> RECORDS FOR THE TASK
* * * * *
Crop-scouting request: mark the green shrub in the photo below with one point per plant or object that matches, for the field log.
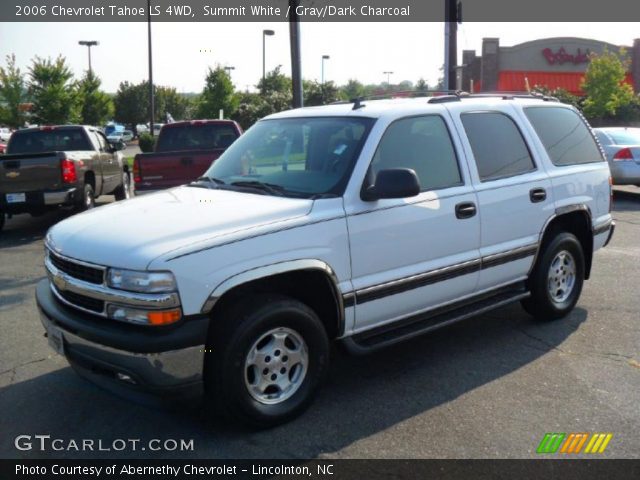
* * * * *
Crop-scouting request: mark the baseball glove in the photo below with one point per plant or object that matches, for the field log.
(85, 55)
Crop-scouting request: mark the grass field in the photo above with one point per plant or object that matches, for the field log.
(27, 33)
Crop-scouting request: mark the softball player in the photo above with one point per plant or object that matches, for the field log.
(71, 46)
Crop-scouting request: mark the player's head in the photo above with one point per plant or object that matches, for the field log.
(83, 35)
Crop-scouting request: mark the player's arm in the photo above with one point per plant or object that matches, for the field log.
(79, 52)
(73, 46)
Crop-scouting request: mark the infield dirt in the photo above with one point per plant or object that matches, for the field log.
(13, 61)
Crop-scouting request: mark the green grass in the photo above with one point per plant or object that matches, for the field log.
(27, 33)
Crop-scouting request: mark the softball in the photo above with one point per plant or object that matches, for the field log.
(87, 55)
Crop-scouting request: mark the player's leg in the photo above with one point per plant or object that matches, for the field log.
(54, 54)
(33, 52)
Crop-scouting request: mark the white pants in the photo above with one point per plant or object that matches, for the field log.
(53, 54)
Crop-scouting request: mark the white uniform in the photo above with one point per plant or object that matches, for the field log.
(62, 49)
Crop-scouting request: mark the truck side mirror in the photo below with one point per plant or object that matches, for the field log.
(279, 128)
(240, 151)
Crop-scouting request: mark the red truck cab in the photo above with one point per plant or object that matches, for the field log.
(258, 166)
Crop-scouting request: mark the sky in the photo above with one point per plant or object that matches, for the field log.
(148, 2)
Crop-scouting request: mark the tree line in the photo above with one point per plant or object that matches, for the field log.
* * * * *
> WORK TO BE COMPLETED
Lay out every line above, from the one containing "Crop-scouting request: mark the player's arm" down to the one containing "Crop-scouting request: mark the tree", as a Markdown table with the columns Number and Line, leaving out blank lines.

> WRITTEN RESPONSE
| Number | Line |
|---|---|
| 1 | Crop-scouting request: mark the player's arm in the photo above with one point per plant or object that matches, for the field log. |
| 2 | (79, 52) |
| 3 | (73, 46) |
| 4 | Crop-scouting request: mark the infield dirt in the photo above with one point per plant or object that matches, for the field log. |
| 5 | (13, 61) |
| 6 | Crop-scouting request: mark the green grass in the photo above with one point per plant or object that matches, for the field log. |
| 7 | (27, 33) |
| 8 | Crop-scouting request: mark the softball in the photo above with one point per plant or object that matches, for the field log. |
| 9 | (87, 55) |
| 10 | Crop-scouting request: mark the player's leg in the photo above with one point per plant or object that matches, for the field log. |
| 11 | (54, 54) |
| 12 | (33, 52) |
| 13 | Crop-scouting request: mark the white pants in the photo above with one point per plant or object that matches, for the field log. |
| 14 | (53, 54) |
| 15 | Crop-scouting request: mark the white uniform in the photo above with one point per plant or object that matches, for the field log. |
| 16 | (62, 49) |
| 17 | Crop-scouting request: mark the truck side mirror in the photo below with one point per plant or object that matches, for the field log. |
| 18 | (279, 128) |
| 19 | (240, 151) |
| 20 | Crop-scouting request: mark the red truck cab in the photo above with one point per plant or object that matches, for the field log. |
| 21 | (258, 166) |
| 22 | Crop-scouting request: mark the sky in the photo above with one point per plant or object that matches, for the field log. |
| 23 | (148, 2) |
| 24 | Crop-scouting request: mark the tree line in the photo above with one point per plant or object that matches, for the field log. |